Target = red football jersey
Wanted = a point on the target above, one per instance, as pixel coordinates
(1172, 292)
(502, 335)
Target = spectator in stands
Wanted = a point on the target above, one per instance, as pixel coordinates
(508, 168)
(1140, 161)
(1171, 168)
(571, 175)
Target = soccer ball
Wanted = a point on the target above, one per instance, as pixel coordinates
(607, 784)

★ ★ ★ ★ ★

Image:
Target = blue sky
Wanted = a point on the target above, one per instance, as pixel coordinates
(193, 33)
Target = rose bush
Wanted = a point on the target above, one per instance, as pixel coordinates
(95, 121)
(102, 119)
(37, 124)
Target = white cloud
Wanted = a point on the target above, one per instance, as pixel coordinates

★ ★ ★ ★ ★

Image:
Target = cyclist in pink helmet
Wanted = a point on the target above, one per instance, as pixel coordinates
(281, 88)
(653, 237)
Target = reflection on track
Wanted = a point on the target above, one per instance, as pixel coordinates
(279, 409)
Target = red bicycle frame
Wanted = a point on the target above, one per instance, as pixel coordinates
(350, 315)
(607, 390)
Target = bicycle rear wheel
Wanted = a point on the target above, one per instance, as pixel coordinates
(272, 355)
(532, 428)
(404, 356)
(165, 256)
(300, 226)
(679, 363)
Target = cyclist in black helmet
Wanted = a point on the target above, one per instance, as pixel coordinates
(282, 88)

★ ★ ★ ★ ★

■ Exercise objective: Locate every row above that contains the string "cyclist" and copy each of those rows in full. Case matters.

■ Answer:
Target = cyclist in pink helmet
Target = cyclist in black helmet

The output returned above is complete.